__WHAT IS BEING ASKED__
Up to and including the line with "spot the small leaf in the photo above", repeat every line of the listing exactly, beginning at the first.

** Opening SUPPLIED DATA block **

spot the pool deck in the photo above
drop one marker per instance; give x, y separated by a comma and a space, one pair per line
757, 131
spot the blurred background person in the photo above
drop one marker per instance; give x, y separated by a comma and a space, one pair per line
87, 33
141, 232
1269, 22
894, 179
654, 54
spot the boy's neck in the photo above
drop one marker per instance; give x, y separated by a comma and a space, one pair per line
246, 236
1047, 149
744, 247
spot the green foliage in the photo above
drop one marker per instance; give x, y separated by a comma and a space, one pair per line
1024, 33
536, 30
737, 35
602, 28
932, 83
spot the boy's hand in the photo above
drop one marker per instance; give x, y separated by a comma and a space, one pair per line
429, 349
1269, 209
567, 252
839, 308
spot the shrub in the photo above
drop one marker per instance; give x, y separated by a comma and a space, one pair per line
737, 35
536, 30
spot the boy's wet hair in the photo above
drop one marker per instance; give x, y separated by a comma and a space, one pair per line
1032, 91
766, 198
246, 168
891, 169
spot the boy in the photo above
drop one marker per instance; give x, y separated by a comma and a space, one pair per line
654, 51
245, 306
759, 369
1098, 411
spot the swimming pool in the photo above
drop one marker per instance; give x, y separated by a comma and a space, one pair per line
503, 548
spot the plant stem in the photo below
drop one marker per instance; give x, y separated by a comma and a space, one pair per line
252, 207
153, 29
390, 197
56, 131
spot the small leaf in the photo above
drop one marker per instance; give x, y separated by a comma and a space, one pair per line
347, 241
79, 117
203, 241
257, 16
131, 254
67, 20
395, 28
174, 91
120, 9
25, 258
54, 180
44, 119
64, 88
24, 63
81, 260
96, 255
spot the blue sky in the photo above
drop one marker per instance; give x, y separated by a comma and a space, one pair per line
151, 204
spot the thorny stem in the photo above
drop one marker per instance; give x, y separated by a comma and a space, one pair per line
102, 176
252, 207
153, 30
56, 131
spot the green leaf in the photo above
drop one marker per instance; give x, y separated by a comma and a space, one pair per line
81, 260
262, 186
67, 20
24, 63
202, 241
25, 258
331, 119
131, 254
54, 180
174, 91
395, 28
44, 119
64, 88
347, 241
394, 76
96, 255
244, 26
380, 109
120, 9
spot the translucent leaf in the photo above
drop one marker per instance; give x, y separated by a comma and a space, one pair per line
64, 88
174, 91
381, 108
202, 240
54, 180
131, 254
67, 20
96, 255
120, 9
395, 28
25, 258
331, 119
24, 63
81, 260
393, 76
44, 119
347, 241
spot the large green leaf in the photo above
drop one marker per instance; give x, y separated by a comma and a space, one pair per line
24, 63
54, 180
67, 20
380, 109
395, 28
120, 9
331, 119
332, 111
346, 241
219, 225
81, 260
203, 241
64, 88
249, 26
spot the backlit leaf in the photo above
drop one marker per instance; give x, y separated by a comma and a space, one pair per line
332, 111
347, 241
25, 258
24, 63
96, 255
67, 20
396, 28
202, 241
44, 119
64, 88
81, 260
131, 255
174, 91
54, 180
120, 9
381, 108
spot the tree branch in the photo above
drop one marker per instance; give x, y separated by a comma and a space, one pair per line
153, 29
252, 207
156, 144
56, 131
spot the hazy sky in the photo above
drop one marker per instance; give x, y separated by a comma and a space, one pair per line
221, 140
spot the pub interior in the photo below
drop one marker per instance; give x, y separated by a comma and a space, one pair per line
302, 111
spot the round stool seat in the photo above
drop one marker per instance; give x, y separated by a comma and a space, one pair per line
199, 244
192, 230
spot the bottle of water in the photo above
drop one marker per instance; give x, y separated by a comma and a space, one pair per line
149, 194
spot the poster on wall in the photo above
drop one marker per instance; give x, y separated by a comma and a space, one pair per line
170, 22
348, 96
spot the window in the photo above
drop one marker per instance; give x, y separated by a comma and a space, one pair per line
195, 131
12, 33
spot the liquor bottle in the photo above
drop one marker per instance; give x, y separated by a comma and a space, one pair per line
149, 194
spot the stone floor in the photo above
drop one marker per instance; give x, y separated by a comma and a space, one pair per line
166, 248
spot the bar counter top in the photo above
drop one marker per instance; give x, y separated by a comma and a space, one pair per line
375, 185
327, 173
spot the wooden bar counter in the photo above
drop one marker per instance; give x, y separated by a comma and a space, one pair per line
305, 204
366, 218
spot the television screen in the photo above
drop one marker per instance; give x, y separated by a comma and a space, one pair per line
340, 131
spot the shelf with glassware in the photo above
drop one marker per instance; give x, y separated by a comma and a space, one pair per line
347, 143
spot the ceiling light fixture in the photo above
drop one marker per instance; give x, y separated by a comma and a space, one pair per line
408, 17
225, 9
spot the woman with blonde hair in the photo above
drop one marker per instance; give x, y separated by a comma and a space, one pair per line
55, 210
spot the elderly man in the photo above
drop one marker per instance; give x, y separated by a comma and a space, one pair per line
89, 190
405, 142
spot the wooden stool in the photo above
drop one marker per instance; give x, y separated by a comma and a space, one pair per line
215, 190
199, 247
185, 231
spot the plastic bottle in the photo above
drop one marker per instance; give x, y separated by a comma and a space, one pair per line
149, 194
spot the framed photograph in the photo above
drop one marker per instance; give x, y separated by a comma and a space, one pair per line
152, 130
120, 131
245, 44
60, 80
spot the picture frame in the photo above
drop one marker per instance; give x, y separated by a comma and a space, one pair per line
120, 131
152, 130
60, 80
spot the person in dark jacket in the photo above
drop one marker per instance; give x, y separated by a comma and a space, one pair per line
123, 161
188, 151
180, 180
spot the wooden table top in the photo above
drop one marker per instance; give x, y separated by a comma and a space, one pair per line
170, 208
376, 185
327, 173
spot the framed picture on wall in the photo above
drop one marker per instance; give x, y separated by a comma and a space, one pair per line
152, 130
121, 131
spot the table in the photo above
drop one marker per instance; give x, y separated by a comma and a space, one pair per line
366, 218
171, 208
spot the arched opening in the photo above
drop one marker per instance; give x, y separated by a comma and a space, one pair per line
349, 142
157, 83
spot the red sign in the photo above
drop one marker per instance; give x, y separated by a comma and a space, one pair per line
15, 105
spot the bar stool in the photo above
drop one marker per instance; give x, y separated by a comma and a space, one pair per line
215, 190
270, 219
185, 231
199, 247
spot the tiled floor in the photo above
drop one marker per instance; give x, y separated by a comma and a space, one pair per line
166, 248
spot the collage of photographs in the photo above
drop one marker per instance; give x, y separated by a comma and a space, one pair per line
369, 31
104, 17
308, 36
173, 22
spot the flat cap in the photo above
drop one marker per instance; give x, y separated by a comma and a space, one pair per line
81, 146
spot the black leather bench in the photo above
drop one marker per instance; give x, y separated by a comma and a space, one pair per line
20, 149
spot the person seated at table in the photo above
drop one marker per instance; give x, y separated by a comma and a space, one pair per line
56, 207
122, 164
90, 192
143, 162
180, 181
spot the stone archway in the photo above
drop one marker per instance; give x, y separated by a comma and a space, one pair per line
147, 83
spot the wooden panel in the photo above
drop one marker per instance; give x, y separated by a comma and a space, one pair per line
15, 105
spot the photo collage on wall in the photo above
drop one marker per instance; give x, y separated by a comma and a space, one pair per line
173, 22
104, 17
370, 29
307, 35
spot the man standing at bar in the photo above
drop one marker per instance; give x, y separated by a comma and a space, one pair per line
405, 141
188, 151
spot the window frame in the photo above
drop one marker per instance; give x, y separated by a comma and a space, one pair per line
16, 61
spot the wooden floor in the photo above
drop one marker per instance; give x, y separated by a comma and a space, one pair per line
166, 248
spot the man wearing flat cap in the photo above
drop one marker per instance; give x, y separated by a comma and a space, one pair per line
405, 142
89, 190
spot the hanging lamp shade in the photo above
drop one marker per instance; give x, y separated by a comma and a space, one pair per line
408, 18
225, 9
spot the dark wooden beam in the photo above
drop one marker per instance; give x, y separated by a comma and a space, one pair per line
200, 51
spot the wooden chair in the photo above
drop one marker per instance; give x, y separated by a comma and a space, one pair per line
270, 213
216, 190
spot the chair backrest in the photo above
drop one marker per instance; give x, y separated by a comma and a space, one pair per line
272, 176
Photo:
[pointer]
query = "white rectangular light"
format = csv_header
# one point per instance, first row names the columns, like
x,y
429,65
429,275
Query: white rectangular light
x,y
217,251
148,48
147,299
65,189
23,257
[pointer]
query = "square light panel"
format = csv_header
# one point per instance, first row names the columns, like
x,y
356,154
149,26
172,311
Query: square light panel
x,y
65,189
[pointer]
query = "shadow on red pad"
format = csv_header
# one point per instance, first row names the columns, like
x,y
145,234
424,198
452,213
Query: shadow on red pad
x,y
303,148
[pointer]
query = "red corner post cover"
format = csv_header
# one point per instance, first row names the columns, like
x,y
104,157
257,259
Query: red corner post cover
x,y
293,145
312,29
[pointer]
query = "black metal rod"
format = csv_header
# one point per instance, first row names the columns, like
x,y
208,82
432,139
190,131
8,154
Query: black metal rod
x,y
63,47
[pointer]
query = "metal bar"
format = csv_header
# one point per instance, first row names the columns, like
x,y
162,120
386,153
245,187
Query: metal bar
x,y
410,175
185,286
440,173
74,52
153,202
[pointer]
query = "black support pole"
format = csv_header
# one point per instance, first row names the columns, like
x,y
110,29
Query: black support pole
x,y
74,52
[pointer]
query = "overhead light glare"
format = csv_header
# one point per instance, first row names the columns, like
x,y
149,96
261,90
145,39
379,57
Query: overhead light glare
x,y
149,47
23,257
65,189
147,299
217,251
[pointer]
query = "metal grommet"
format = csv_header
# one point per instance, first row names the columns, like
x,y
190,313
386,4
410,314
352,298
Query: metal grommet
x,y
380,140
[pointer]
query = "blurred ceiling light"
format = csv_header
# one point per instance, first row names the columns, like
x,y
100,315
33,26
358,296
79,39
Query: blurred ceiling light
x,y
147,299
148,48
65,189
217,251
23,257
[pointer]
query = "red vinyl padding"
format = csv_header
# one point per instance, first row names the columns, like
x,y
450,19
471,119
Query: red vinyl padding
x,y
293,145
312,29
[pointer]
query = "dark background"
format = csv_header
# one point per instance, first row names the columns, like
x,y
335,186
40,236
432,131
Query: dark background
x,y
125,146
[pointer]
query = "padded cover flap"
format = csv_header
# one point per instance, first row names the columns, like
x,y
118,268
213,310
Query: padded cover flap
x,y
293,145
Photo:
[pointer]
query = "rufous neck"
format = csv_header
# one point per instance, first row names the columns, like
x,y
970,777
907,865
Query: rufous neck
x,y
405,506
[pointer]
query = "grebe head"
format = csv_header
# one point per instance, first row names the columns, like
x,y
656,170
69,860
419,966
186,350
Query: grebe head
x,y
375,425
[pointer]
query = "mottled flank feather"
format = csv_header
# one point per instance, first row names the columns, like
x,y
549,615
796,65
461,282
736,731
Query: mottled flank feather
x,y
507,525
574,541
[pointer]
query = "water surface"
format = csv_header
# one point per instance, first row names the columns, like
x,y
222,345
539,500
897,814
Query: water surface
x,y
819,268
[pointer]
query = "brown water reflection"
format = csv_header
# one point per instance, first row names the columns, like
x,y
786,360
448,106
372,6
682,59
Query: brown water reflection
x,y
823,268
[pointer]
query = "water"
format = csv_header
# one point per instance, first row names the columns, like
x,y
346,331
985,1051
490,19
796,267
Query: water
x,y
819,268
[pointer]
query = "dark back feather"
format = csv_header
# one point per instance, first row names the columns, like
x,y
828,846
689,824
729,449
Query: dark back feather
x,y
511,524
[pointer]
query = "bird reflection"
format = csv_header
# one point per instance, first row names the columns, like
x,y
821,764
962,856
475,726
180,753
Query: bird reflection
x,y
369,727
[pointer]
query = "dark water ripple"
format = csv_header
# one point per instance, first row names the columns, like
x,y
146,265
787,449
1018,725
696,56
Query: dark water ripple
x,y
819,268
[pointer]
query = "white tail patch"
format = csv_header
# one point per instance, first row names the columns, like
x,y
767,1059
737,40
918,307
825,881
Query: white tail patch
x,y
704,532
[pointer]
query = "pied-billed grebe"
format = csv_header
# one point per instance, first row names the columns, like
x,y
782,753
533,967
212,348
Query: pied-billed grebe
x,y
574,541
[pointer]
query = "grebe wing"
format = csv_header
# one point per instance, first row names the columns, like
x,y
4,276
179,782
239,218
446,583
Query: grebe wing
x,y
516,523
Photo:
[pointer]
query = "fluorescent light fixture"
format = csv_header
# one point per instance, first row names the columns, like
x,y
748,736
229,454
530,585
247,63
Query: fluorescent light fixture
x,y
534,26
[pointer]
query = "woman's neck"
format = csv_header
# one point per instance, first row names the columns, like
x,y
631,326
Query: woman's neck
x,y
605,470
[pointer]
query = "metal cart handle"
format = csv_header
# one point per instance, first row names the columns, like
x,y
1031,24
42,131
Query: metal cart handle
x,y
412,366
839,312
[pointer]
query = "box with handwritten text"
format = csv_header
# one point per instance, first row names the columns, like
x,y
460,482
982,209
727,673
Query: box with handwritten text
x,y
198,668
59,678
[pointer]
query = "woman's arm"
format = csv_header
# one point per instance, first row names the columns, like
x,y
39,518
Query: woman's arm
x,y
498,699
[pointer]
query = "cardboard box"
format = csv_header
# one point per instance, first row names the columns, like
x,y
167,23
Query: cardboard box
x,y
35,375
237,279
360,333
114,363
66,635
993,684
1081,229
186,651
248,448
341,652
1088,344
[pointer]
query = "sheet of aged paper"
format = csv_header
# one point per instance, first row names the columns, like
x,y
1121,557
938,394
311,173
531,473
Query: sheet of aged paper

** Closing SUPPLIED DATA block **

__ANSWER SECTION__
spot the pool deck in the photo above
drop one marker per instance; give x, y separated by a comma and a space, one pair per line
757, 131
spot the blurred background person in the photo above
drop one marker per instance; give x, y separated by a comma and a space, one pair per line
87, 33
141, 232
1269, 22
894, 179
654, 54
spot the boy's neck in the photo above
drop one marker per instance; give x, y separated by a comma and a space, one pair per line
246, 236
1047, 149
744, 247
spot the green foliage in the photo above
drop one marker per instance; give x, y separated by a comma and a space, one pair per line
1024, 33
536, 30
737, 35
602, 28
932, 83
spot the boy's hand in the photo above
drop one marker per instance; give x, y separated by a comma and a space, one pair per line
429, 349
1269, 209
567, 252
839, 308
spot the shrub in the photo above
drop one marker per instance; give x, y separated by a comma and a space, one pair per line
737, 35
536, 30
spot the boy's wet hair in the photo above
drop one marker per instance; give x, y separated by a comma and a space, one pair per line
1032, 91
766, 198
246, 168
891, 169
spot the boy in the photo above
drop one marker per instance; give x, y separated by a comma and a space, one pair per line
654, 51
245, 306
759, 369
1098, 411
spot the swimming pool in the photo above
drop one marker per instance; give x, y separated by a comma and a space, one pair per line
503, 548
spot the plant stem in the photo below
drop one marker per instance; give x, y separated by a comma and a space, one pair per line
252, 207
153, 29
390, 197
56, 131
spot the small leaf in the photo above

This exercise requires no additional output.